_Description of the task_: From the line with "Q: Locate the windshield" to the line with "Q: Locate the train headlight in", retype every line exactly, including those two, and leave out the rest of the data below.

BEGIN

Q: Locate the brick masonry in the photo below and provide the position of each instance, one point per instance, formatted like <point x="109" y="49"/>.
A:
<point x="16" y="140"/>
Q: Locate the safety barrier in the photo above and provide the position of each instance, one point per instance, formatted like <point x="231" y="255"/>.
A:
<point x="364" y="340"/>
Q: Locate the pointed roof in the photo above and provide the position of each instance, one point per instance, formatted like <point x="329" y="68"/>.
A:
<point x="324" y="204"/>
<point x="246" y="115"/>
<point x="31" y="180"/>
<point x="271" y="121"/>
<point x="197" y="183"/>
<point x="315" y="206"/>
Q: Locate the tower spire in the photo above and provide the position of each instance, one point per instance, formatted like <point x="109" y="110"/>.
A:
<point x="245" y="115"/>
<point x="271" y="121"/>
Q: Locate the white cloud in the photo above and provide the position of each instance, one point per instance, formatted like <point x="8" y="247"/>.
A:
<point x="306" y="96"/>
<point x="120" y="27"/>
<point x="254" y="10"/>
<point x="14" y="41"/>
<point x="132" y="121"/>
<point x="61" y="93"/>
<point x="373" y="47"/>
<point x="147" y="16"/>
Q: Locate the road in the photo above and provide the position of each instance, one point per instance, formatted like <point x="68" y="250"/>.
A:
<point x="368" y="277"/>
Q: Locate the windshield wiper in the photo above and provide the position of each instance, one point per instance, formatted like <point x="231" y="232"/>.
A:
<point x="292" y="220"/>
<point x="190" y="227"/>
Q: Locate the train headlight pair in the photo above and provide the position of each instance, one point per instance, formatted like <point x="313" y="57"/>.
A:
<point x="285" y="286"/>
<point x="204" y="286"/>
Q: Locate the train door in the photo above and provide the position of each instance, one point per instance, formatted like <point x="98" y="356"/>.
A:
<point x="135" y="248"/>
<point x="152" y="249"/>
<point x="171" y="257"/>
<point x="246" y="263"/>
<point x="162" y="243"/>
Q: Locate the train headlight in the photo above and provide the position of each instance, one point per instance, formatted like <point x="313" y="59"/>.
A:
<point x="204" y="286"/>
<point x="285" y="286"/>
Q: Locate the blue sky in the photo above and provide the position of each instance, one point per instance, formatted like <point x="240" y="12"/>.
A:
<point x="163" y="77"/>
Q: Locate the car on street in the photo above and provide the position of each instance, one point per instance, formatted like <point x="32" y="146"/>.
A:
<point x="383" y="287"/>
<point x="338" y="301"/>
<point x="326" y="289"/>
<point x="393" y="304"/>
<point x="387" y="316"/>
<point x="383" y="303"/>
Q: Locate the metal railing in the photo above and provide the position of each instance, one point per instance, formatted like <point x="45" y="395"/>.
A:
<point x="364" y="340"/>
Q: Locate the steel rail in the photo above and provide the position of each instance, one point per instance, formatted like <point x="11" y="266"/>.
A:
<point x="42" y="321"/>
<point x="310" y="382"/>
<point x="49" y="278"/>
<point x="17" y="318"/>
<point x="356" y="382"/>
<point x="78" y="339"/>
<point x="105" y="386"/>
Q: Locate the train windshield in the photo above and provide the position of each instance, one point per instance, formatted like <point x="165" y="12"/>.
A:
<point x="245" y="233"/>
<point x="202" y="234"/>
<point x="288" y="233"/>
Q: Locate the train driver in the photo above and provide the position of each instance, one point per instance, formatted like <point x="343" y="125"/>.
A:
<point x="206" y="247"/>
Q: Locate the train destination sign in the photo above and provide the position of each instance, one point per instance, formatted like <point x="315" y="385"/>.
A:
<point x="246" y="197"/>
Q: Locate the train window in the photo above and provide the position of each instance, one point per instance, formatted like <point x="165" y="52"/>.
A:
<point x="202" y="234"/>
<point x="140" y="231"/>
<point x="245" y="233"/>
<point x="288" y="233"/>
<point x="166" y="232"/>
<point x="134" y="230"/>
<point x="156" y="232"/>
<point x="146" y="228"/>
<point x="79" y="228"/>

END

_Exercise response_:
Q: Locate the windshield wiper in the photo above and provide the position of each instance, one point per instance, formatted like <point x="231" y="232"/>.
A:
<point x="292" y="220"/>
<point x="190" y="227"/>
Q: Locate the train headlight pair in the photo above and provide the position of each instance, one point per instance, formatted like <point x="313" y="57"/>.
A:
<point x="285" y="286"/>
<point x="204" y="286"/>
Q: Locate the train door in the photo above and provide the position of each instance, one point per instance, formatted like <point x="98" y="356"/>.
A:
<point x="135" y="248"/>
<point x="152" y="249"/>
<point x="171" y="257"/>
<point x="246" y="263"/>
<point x="162" y="243"/>
Q: Locate the train headlight in the photo above and provide the position of each instance, one point per instance, formatted like <point x="313" y="59"/>.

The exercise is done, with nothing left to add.